TASK INSTRUCTIONS:
Copy the records. Keep every line exactly as it is.

Referring expression grounding data:

◇ ◇ ◇

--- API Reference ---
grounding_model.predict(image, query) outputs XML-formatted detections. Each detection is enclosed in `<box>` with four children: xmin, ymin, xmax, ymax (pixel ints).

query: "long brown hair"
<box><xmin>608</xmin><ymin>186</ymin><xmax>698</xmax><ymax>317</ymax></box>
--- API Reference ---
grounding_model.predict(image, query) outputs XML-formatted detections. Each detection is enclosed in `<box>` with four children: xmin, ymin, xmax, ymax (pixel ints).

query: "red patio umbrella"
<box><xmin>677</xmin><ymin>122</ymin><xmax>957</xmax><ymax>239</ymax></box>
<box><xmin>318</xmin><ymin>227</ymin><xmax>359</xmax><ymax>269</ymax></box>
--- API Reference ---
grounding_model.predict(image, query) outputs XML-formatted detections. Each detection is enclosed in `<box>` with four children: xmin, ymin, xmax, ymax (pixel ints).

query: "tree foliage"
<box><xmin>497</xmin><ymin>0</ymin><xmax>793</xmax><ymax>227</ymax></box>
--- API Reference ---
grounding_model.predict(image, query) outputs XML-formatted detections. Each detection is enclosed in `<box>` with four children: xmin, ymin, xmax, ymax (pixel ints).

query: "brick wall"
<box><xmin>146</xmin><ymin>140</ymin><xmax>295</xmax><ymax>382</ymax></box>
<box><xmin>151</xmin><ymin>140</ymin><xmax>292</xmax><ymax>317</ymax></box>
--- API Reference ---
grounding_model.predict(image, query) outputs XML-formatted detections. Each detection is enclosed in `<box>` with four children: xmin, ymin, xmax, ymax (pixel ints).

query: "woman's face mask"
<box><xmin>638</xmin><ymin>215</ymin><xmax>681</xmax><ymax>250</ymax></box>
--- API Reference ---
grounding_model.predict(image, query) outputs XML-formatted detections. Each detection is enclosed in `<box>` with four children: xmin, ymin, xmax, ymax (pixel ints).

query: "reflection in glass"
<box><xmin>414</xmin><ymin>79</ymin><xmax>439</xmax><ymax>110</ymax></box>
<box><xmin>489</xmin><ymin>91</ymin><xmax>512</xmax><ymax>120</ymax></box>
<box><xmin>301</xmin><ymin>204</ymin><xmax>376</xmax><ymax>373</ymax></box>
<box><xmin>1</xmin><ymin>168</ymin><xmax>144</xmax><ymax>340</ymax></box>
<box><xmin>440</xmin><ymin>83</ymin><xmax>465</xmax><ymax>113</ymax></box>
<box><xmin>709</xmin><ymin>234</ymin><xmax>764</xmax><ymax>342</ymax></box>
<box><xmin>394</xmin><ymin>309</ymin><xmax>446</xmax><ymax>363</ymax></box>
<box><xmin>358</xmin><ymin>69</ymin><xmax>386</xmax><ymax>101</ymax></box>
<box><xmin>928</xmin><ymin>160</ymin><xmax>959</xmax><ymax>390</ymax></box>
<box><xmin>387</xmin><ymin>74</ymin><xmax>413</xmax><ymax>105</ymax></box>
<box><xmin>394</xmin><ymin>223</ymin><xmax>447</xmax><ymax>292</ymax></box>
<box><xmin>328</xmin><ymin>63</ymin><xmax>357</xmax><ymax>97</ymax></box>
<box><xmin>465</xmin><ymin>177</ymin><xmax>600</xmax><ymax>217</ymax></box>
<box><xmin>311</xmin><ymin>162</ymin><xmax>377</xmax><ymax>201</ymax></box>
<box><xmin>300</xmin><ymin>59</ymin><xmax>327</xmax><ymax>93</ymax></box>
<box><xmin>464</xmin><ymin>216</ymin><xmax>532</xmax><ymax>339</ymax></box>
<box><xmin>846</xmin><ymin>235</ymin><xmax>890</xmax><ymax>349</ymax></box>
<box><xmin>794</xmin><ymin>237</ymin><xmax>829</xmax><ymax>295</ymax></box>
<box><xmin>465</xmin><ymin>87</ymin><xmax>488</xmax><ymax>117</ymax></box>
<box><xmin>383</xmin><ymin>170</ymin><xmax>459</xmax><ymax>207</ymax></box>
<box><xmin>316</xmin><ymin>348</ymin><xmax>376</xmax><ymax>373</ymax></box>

◇ ◇ ◇

EXERCISE RESPONSE:
--- API Reference ---
grounding_model.predict(image, query) outputs XML-formatted detections. Each detection is enclosed in `<box>` with four children: xmin, ymin, xmax, ymax (pixel ints).

query: "long brown hair"
<box><xmin>608</xmin><ymin>186</ymin><xmax>698</xmax><ymax>317</ymax></box>
--- API Reference ---
grounding_model.predict(image, query) outputs XML-formatted detections. Each detection is enclosed in `<box>` with four children: xmin, ymin, xmax, ymax (pixel ints).

query: "red patio umbrella"
<box><xmin>677</xmin><ymin>122</ymin><xmax>957</xmax><ymax>239</ymax></box>
<box><xmin>318</xmin><ymin>227</ymin><xmax>359</xmax><ymax>269</ymax></box>
--- API Reference ---
grounding_model.predict(image, query) outputs XML-formatted detections. Each detection is enclosed in `<box>` with four children: xmin, ymin, xmax, ymax (pixel ints).

query: "tree foliage"
<box><xmin>497</xmin><ymin>0</ymin><xmax>793</xmax><ymax>227</ymax></box>
--- API Reference ---
grounding_model.predict(image, query) outputs XML-formatted detections. Each detection is enclosed in `<box>` with four children: xmin, ymin, xmax, ymax (pixel ints).

query: "brick wall"
<box><xmin>146</xmin><ymin>140</ymin><xmax>295</xmax><ymax>382</ymax></box>
<box><xmin>151</xmin><ymin>140</ymin><xmax>292</xmax><ymax>317</ymax></box>
--- API Reference ---
grounding_model.predict(image, query) outputs XML-formatted detections. Each detection is enclosed in `<box>` with four children: xmin, ymin, xmax, ymax (pixel ints).

query: "woman's face mask"
<box><xmin>638</xmin><ymin>215</ymin><xmax>681</xmax><ymax>250</ymax></box>
--- API Reference ---
grounding_model.predict(image, query) outputs XML-formatted detections. Each detection is enclosed in `<box>` with four children: xmin, ymin, xmax, ymax (pixel ints).

query: "reflection in glass"
<box><xmin>414</xmin><ymin>79</ymin><xmax>439</xmax><ymax>110</ymax></box>
<box><xmin>489</xmin><ymin>91</ymin><xmax>512</xmax><ymax>120</ymax></box>
<box><xmin>301</xmin><ymin>204</ymin><xmax>376</xmax><ymax>373</ymax></box>
<box><xmin>1</xmin><ymin>168</ymin><xmax>144</xmax><ymax>340</ymax></box>
<box><xmin>440</xmin><ymin>83</ymin><xmax>465</xmax><ymax>113</ymax></box>
<box><xmin>709</xmin><ymin>234</ymin><xmax>764</xmax><ymax>342</ymax></box>
<box><xmin>394</xmin><ymin>309</ymin><xmax>446</xmax><ymax>363</ymax></box>
<box><xmin>358</xmin><ymin>69</ymin><xmax>386</xmax><ymax>101</ymax></box>
<box><xmin>928</xmin><ymin>160</ymin><xmax>959</xmax><ymax>390</ymax></box>
<box><xmin>387</xmin><ymin>74</ymin><xmax>413</xmax><ymax>105</ymax></box>
<box><xmin>394</xmin><ymin>223</ymin><xmax>447</xmax><ymax>292</ymax></box>
<box><xmin>328</xmin><ymin>63</ymin><xmax>357</xmax><ymax>97</ymax></box>
<box><xmin>465</xmin><ymin>177</ymin><xmax>600</xmax><ymax>217</ymax></box>
<box><xmin>311</xmin><ymin>162</ymin><xmax>377</xmax><ymax>201</ymax></box>
<box><xmin>300</xmin><ymin>59</ymin><xmax>327</xmax><ymax>93</ymax></box>
<box><xmin>464</xmin><ymin>216</ymin><xmax>532</xmax><ymax>339</ymax></box>
<box><xmin>846</xmin><ymin>235</ymin><xmax>890</xmax><ymax>349</ymax></box>
<box><xmin>794</xmin><ymin>237</ymin><xmax>829</xmax><ymax>295</ymax></box>
<box><xmin>465</xmin><ymin>87</ymin><xmax>488</xmax><ymax>117</ymax></box>
<box><xmin>383</xmin><ymin>170</ymin><xmax>459</xmax><ymax>207</ymax></box>
<box><xmin>316</xmin><ymin>348</ymin><xmax>376</xmax><ymax>373</ymax></box>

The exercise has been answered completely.